## Brief
Convert every line of the items below into a Markdown table with the columns Row and Line, giving each line its own numbered row and skipping blank lines. Leave the pictures out of the table.

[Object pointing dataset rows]
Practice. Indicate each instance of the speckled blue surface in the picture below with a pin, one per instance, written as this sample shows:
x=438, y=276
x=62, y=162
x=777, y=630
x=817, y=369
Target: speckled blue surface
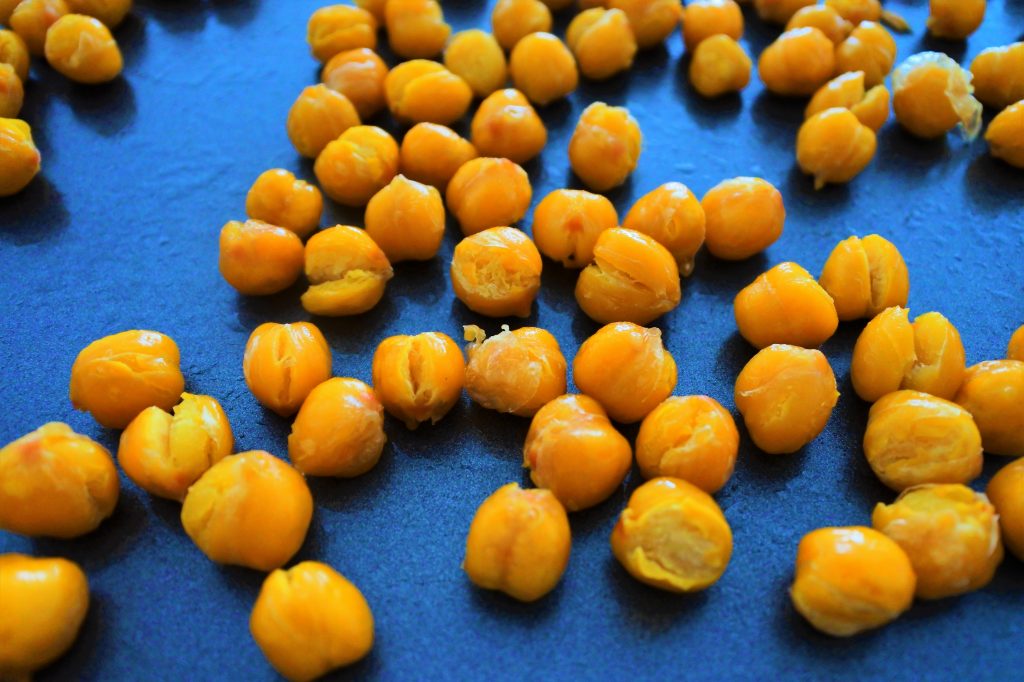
x=121, y=231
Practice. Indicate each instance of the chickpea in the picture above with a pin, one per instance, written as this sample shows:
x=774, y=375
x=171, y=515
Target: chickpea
x=55, y=483
x=605, y=146
x=627, y=369
x=357, y=165
x=518, y=543
x=308, y=621
x=850, y=580
x=250, y=510
x=45, y=601
x=164, y=454
x=419, y=378
x=488, y=193
x=514, y=372
x=407, y=220
x=506, y=125
x=743, y=216
x=573, y=451
x=119, y=376
x=673, y=536
x=543, y=68
x=785, y=394
x=259, y=259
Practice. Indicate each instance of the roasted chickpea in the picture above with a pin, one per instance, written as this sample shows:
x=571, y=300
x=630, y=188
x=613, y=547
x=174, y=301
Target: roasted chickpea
x=627, y=369
x=673, y=536
x=284, y=363
x=518, y=543
x=250, y=510
x=56, y=483
x=308, y=621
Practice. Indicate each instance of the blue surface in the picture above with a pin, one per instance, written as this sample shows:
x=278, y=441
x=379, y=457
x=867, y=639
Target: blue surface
x=121, y=231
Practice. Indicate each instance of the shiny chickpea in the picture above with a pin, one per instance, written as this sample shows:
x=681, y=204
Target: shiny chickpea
x=308, y=621
x=518, y=543
x=627, y=369
x=56, y=483
x=850, y=580
x=250, y=510
x=673, y=536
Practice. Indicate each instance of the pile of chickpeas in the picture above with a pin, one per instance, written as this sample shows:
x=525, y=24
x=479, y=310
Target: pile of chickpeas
x=931, y=419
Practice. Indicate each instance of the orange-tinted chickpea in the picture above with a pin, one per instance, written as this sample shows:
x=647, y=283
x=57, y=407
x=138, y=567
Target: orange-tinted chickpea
x=164, y=454
x=605, y=146
x=850, y=580
x=627, y=369
x=514, y=372
x=419, y=378
x=785, y=394
x=250, y=510
x=673, y=536
x=742, y=217
x=56, y=483
x=284, y=363
x=633, y=279
x=488, y=193
x=518, y=543
x=119, y=376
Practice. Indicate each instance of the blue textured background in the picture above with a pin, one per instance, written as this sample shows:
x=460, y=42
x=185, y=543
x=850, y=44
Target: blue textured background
x=121, y=231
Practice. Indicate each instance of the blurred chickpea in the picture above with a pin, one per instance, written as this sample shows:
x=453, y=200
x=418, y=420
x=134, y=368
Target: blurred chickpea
x=56, y=483
x=627, y=369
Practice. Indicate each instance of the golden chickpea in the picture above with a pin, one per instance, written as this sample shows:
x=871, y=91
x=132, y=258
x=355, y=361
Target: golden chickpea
x=284, y=363
x=308, y=621
x=250, y=510
x=673, y=536
x=56, y=483
x=488, y=193
x=543, y=68
x=357, y=165
x=518, y=543
x=742, y=217
x=259, y=259
x=119, y=376
x=785, y=394
x=407, y=220
x=514, y=372
x=573, y=451
x=44, y=604
x=627, y=369
x=164, y=454
x=850, y=580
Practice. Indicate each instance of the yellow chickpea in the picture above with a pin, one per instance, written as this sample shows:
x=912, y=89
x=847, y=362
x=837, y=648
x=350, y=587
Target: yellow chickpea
x=850, y=580
x=605, y=146
x=518, y=543
x=673, y=536
x=407, y=220
x=44, y=603
x=488, y=193
x=55, y=483
x=543, y=68
x=514, y=372
x=357, y=165
x=627, y=369
x=308, y=621
x=250, y=510
x=785, y=394
x=259, y=259
x=742, y=217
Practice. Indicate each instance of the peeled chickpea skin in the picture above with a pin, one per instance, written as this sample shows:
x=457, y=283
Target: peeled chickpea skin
x=573, y=451
x=673, y=536
x=56, y=483
x=518, y=543
x=308, y=621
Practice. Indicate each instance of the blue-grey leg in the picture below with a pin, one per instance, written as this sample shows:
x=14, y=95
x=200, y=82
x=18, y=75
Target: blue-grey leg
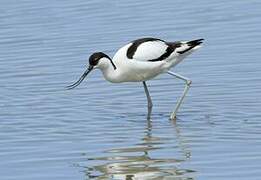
x=187, y=85
x=148, y=99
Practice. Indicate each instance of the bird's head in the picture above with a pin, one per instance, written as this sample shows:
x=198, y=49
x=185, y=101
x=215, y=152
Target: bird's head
x=96, y=60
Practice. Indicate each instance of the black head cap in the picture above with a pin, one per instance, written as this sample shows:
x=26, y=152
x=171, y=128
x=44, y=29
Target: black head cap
x=95, y=57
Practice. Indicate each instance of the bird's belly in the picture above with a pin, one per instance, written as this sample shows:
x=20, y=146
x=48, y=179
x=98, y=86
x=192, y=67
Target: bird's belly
x=138, y=75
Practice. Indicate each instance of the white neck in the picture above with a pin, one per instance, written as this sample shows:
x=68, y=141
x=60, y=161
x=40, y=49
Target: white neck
x=108, y=70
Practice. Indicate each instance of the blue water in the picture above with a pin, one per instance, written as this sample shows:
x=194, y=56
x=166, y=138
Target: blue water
x=99, y=130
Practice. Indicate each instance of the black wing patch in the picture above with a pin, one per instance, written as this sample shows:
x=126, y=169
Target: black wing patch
x=135, y=44
x=170, y=49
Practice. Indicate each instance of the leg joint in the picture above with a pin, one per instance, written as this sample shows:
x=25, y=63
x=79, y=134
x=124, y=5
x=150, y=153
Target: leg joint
x=188, y=82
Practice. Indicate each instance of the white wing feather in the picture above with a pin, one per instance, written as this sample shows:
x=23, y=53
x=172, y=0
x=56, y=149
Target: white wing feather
x=150, y=50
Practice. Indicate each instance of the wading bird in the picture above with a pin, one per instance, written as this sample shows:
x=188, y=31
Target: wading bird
x=142, y=60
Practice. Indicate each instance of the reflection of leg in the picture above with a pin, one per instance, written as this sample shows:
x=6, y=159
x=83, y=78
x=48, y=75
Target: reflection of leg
x=182, y=143
x=148, y=99
x=188, y=82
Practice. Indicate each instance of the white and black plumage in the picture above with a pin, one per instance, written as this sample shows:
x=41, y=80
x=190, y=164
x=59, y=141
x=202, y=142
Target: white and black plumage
x=142, y=60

## Full response
| Row | Line |
|---|---|
| 1 | Practice. Indicate each instance of the speckled blue surface in the picture below with a pin, one per instance, written as this sample shows: |
| 2 | x=438, y=276 |
| 3 | x=62, y=162 |
| 4 | x=777, y=630 |
| 5 | x=817, y=369 |
| 6 | Target: speckled blue surface |
| 7 | x=121, y=231 |
| 8 | Practice. Indicate each instance of the chickpea in the picture above with a pin, one per instance, written as this sample shows: |
| 9 | x=774, y=375 |
| 10 | x=171, y=515 |
| 11 | Target: chickpea |
| 12 | x=55, y=483 |
| 13 | x=605, y=146 |
| 14 | x=627, y=369 |
| 15 | x=357, y=165 |
| 16 | x=518, y=543 |
| 17 | x=308, y=621 |
| 18 | x=850, y=580 |
| 19 | x=250, y=510 |
| 20 | x=45, y=601 |
| 21 | x=164, y=454 |
| 22 | x=419, y=378 |
| 23 | x=488, y=193 |
| 24 | x=514, y=372 |
| 25 | x=407, y=220 |
| 26 | x=506, y=125 |
| 27 | x=743, y=216 |
| 28 | x=573, y=451 |
| 29 | x=119, y=376 |
| 30 | x=673, y=536 |
| 31 | x=543, y=68 |
| 32 | x=785, y=394 |
| 33 | x=259, y=259 |
| 34 | Practice. Indicate each instance of the roasted chickpea in the picture above with a pin, one per instance, written as this sample shows: |
| 35 | x=571, y=300 |
| 36 | x=630, y=188 |
| 37 | x=613, y=547 |
| 38 | x=174, y=301 |
| 39 | Target: roasted chickpea |
| 40 | x=627, y=369 |
| 41 | x=673, y=536 |
| 42 | x=284, y=363 |
| 43 | x=518, y=543 |
| 44 | x=250, y=510 |
| 45 | x=56, y=483 |
| 46 | x=308, y=621 |
| 47 | Practice. Indicate each instance of the blue surface in the picture above with a pin, one per instance, written as this sample shows: |
| 48 | x=278, y=441 |
| 49 | x=379, y=457 |
| 50 | x=867, y=639 |
| 51 | Target: blue surface |
| 52 | x=121, y=231 |
| 53 | Practice. Indicate each instance of the shiny chickpea in the picture above with a pin, one per instance, written as this sample shows: |
| 54 | x=681, y=204 |
| 55 | Target: shiny chickpea |
| 56 | x=308, y=621 |
| 57 | x=518, y=543 |
| 58 | x=627, y=369 |
| 59 | x=56, y=483 |
| 60 | x=850, y=580 |
| 61 | x=250, y=510 |
| 62 | x=673, y=536 |
| 63 | Practice. Indicate each instance of the pile of chickpeas in the picture above with a pin, one per instance, written as this sample shows: |
| 64 | x=525, y=24 |
| 65 | x=479, y=310 |
| 66 | Target: pile of chickpeas |
| 67 | x=931, y=419 |
| 68 | Practice. Indicate each instance of the orange-tinted chickpea in the picture above with a pin, one per instance, written as this sample shows: |
| 69 | x=647, y=283 |
| 70 | x=57, y=407 |
| 71 | x=138, y=567 |
| 72 | Target: orange-tinted chickpea |
| 73 | x=164, y=454 |
| 74 | x=605, y=146 |
| 75 | x=850, y=580 |
| 76 | x=627, y=369 |
| 77 | x=514, y=372 |
| 78 | x=419, y=378 |
| 79 | x=785, y=394 |
| 80 | x=250, y=510 |
| 81 | x=673, y=536 |
| 82 | x=742, y=217 |
| 83 | x=56, y=483 |
| 84 | x=284, y=363 |
| 85 | x=633, y=279 |
| 86 | x=488, y=193 |
| 87 | x=518, y=543 |
| 88 | x=119, y=376 |
| 89 | Practice. Indicate each instance of the blue textured background in the picture above with a pin, one per instance, written as this sample shows: |
| 90 | x=460, y=42 |
| 91 | x=185, y=543 |
| 92 | x=850, y=44 |
| 93 | Target: blue textured background |
| 94 | x=121, y=231 |
| 95 | Practice. Indicate each instance of the blurred chickpea in the picture above with a pin, one per instance, written as this sample shows: |
| 96 | x=453, y=200 |
| 97 | x=418, y=420 |
| 98 | x=134, y=368 |
| 99 | Target: blurred chickpea |
| 100 | x=56, y=483 |
| 101 | x=627, y=369 |
| 102 | Practice. Indicate each instance of the golden chickpea in the picture above with a pin, one per instance, written as this sample shows: |
| 103 | x=871, y=91 |
| 104 | x=132, y=258 |
| 105 | x=355, y=361 |
| 106 | Target: golden chickpea |
| 107 | x=284, y=363 |
| 108 | x=308, y=621 |
| 109 | x=250, y=510 |
| 110 | x=673, y=536 |
| 111 | x=56, y=483 |
| 112 | x=488, y=193 |
| 113 | x=543, y=68 |
| 114 | x=357, y=165 |
| 115 | x=518, y=543 |
| 116 | x=742, y=217 |
| 117 | x=259, y=259 |
| 118 | x=119, y=376 |
| 119 | x=785, y=394 |
| 120 | x=407, y=220 |
| 121 | x=514, y=372 |
| 122 | x=573, y=451 |
| 123 | x=44, y=604 |
| 124 | x=627, y=369 |
| 125 | x=164, y=454 |
| 126 | x=850, y=580 |
| 127 | Practice. Indicate each instance of the yellow chickpea in the picture above with a pin, one per instance, written as this sample shows: |
| 128 | x=912, y=89 |
| 129 | x=847, y=362 |
| 130 | x=837, y=648 |
| 131 | x=350, y=587 |
| 132 | Target: yellow chickpea |
| 133 | x=850, y=580 |
| 134 | x=605, y=146 |
| 135 | x=518, y=543 |
| 136 | x=673, y=536 |
| 137 | x=407, y=220 |
| 138 | x=44, y=603 |
| 139 | x=488, y=193 |
| 140 | x=55, y=483 |
| 141 | x=543, y=68 |
| 142 | x=514, y=372 |
| 143 | x=357, y=165 |
| 144 | x=627, y=369 |
| 145 | x=308, y=621 |
| 146 | x=250, y=510 |
| 147 | x=785, y=394 |
| 148 | x=259, y=259 |
| 149 | x=742, y=217 |
| 150 | Practice. Indicate each instance of the peeled chickpea skin in the picture above with a pin, one per instance, written as this sample shows: |
| 151 | x=457, y=283 |
| 152 | Target: peeled chickpea skin |
| 153 | x=573, y=451 |
| 154 | x=673, y=536 |
| 155 | x=56, y=483 |
| 156 | x=518, y=543 |
| 157 | x=308, y=621 |
| 158 | Practice. Indicate each instance of the blue-grey leg in the picture below with a pin, one per instance, written as this sample shows: |
| 159 | x=14, y=95 |
| 160 | x=200, y=82 |
| 161 | x=18, y=75 |
| 162 | Target: blue-grey leg |
| 163 | x=187, y=85 |
| 164 | x=148, y=99 |
| 165 | Practice. Indicate each instance of the bird's head in the picture above with a pin, one per instance, written as this sample shows: |
| 166 | x=198, y=49 |
| 167 | x=185, y=101 |
| 168 | x=215, y=152 |
| 169 | Target: bird's head |
| 170 | x=96, y=60 |
| 171 | Practice. Indicate each instance of the black head cap in the picture above with a pin, one per instance, written as this sample shows: |
| 172 | x=26, y=152 |
| 173 | x=171, y=128 |
| 174 | x=44, y=29 |
| 175 | Target: black head cap |
| 176 | x=95, y=57 |
| 177 | Practice. Indicate each instance of the bird's belly in the picture above with a pin, one per instance, written as this sample shows: |
| 178 | x=20, y=146 |
| 179 | x=48, y=179 |
| 180 | x=98, y=86 |
| 181 | x=192, y=67 |
| 182 | Target: bird's belly |
| 183 | x=138, y=75 |
| 184 | Practice. Indicate each instance of the white neck in the picture above with a pin, one per instance, written as this sample shows: |
| 185 | x=68, y=141 |
| 186 | x=60, y=161 |
| 187 | x=40, y=49 |
| 188 | Target: white neck |
| 189 | x=108, y=70 |
| 190 | Practice. Indicate each instance of the blue water in the picture above with a pin, one per instance, written as this sample shows: |
| 191 | x=194, y=56 |
| 192 | x=166, y=138 |
| 193 | Target: blue water |
| 194 | x=99, y=130 |
| 195 | Practice. Indicate each instance of the black wing patch in the picture above with a pin, one per instance, written as this sample shows: |
| 196 | x=126, y=169 |
| 197 | Target: black wing patch |
| 198 | x=135, y=44 |
| 199 | x=170, y=49 |
| 200 | Practice. Indicate each instance of the leg joint in the picture above with a pin, one per instance, written as this sample shows: |
| 201 | x=25, y=63 |
| 202 | x=79, y=134 |
| 203 | x=124, y=5 |
| 204 | x=150, y=153 |
| 205 | Target: leg joint |
| 206 | x=188, y=82 |
| 207 | Practice. Indicate each instance of the white wing feather in the picture above with a pin, one per instance, written as this sample shows: |
| 208 | x=23, y=53 |
| 209 | x=172, y=0 |
| 210 | x=56, y=149 |
| 211 | Target: white wing feather |
| 212 | x=150, y=50 |
| 213 | Practice. Indicate each instance of the wading bird in the picture above with a pin, one per instance, written as this sample shows: |
| 214 | x=188, y=31 |
| 215 | Target: wading bird |
| 216 | x=142, y=60 |
| 217 | Practice. Indicate each instance of the reflection of leg in the picture above with a pin, one per instance, written as this sample shows: |
| 218 | x=6, y=159 |
| 219 | x=83, y=78 |
| 220 | x=48, y=75 |
| 221 | Target: reflection of leg |
| 222 | x=182, y=143 |
| 223 | x=148, y=99 |
| 224 | x=188, y=82 |
| 225 | Practice. Indicate each instance of the white and black plumage in the picture above with a pin, one per instance, written as this sample shows: |
| 226 | x=41, y=80 |
| 227 | x=190, y=164 |
| 228 | x=59, y=141 |
| 229 | x=202, y=142 |
| 230 | Target: white and black plumage |
| 231 | x=142, y=60 |